◆ **Problema assegnato**: Ricopia esattamente tutte le righe dei dati riportati di seguito, escludendo le immagini dalla risposta.

◆ **Dati forniti**:
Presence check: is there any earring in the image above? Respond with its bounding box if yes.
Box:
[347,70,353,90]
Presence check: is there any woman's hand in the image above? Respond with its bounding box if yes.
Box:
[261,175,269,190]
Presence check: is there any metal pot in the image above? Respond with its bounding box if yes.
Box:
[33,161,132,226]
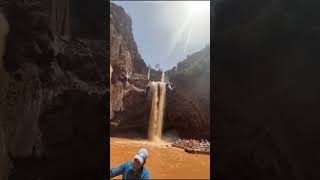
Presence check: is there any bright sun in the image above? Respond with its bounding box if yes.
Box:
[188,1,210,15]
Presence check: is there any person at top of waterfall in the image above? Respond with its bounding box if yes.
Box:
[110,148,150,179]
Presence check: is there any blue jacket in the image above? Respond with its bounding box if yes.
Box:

◆ **Soluzione del problema**:
Presence check: is there any earring in the image above? Respond with its bounding box if yes.
Box:
[347,70,353,90]
Presence check: is there any woman's hand in the image above? Respond with its bounding box if yes.
Box:
[261,175,269,190]
Presence check: is there any metal pot in the image above? Respond with its bounding box if yes.
Box:
[33,161,132,226]
Presence check: is there any bright sun in the image above? Respond with its bounding box if yes.
Box:
[188,1,210,15]
Presence check: is there any person at top of waterfall in the image above? Respond with its bounding box if yes.
Box:
[110,148,150,179]
Presence check: is there any blue jacket in the image above? Respond with its bounding box if yes.
Box:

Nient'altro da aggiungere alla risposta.